ACTIONS TO TAKE.
**a.** Transcribe the data organization excerpt in full, character for character.
**b.** Gather every line of the records that contains the word "door", treating uppercase and lowercase as different.

EXTRACTED TEXT.
****************

To further analyze example (3), consider a database which contains
information about students, teachers, subjects and also indicates which
students have which teachers for which subjects.  Depending on the
problem to be solved, an application program may have a strong
requirement for one of the following organizations:
(1) entries of the form (student,teacher,subject) with no concern about
    redundancy.  In this organization an object of any of the three
    types may occur many times.
(2) entries of the form
             (student,       (teacher,subject),
                             (teacher,subject),
                             .
                             .
                             .
                             (teacher,subject))
(3) entries of the form
             (teacher,       subject,(student...student),
                             subject,(student...student),
                             subject,(student.. .student))
and other organizations are certainly possible.

One approach to this problem is to choose an organization for stored
data, and then have application programs write requests which organize



Winter, Hill & Greiff                                          [Page 13]

RFC 610           Further Datalanguage Design Concepts     December 1973


output in the form they want.  The application programmer applies his
ingenuity in stating the request so that the process of reorganization
is combined with the process of retrieval, and the result is relatively
efficient.  There are important, practical situations in which this
approach is adequate; in fact there are situations in which it is
desirable. In particular, if efficiency or cost is an overriding
consideration, it may be necessary for every application programmer to
be aware of all the data access and organization factors.  This may be
the case for a massive file, in which each retrieval must be tuned to
the access strategy and organization; any other mode of operation would
result in unacceptable costs or response times.

****************

Dataset rows showing where objects appear.
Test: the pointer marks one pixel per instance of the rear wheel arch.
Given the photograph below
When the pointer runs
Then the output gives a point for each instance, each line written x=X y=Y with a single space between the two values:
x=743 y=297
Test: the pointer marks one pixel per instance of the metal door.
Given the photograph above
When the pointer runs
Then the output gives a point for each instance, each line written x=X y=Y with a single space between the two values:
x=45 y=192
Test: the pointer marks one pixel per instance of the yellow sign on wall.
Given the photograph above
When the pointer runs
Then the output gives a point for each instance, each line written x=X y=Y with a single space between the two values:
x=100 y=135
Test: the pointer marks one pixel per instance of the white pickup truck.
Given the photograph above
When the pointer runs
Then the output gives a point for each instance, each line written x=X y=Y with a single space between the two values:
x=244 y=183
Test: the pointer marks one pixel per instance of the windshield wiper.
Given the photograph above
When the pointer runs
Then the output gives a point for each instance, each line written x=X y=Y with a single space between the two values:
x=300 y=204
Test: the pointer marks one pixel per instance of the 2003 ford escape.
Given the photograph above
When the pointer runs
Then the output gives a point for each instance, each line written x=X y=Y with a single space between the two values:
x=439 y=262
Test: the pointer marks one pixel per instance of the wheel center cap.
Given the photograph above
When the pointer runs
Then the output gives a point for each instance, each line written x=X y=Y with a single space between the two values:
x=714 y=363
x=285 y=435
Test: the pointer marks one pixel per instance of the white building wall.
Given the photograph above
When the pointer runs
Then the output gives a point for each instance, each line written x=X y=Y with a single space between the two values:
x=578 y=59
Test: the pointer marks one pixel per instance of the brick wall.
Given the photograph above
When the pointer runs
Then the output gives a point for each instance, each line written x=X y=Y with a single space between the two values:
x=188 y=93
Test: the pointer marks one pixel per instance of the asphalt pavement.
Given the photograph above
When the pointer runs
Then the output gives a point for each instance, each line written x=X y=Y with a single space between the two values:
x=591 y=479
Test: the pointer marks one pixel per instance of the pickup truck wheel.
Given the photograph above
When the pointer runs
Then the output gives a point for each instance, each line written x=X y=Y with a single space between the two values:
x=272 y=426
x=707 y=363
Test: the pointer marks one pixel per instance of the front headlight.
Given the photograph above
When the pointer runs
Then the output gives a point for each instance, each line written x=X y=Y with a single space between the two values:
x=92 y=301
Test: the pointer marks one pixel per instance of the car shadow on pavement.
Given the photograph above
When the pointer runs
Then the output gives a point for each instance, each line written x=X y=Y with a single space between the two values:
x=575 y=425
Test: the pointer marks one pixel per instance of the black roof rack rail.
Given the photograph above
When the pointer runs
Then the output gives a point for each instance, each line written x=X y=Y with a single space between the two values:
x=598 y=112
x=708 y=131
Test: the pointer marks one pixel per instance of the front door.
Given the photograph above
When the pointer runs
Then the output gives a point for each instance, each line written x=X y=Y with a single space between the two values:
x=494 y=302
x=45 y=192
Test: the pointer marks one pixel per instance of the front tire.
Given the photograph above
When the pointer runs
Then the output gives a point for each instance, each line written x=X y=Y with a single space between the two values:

****************

THE RESULTS.
**a.**
To further analyze example (3), consider a database which contains
information about students, teachers, subjects and also indicates which
students have which teachers for which subjects.  Depending on the
problem to be solved, an application program may have a strong
requirement for one of the following organizations:
(1) entries of the form (student,teacher,subject) with no concern about
    redundancy.  In this organization an object of any of the three
    types may occur many times.
(2) entries of the form
             (student,       (teacher,subject),
                             (teacher,subject),
                             .
                             .
                             .
                             (teacher,subject))
(3) entries of the form
             (teacher,       subject,(student...student),
                             subject,(student...student),
                             subject,(student.. .student))
and other organizations are certainly possible.

One approach to this problem is to choose an organization for stored
data, and then have application programs write requests which organize



Winter, Hill & Greiff                                          [Page 13]

RFC 610           Further Datalanguage Design Concepts     December 1973


output in the form they want.  The application programmer applies his
ingenuity in stating the request so that the process of reorganization
is combined with the process of retrieval, and the result is relatively
efficient.  There are important, practical situations in which this
approach is adequate; in fact there are situations in which it is
desirable. In particular, if efficiency or cost is an overriding
consideration, it may be necessary for every application programmer to
be aware of all the data access and organization factors.  This may be
the case for a massive file, in which each retrieval must be tuned to
the access strategy and organization; any other mode of operation would
result in unacceptable costs or response times.

**b.**
Test: the pointer marks one pixel per instance of the metal door.
Test: the pointer marks one pixel per instance of the front door.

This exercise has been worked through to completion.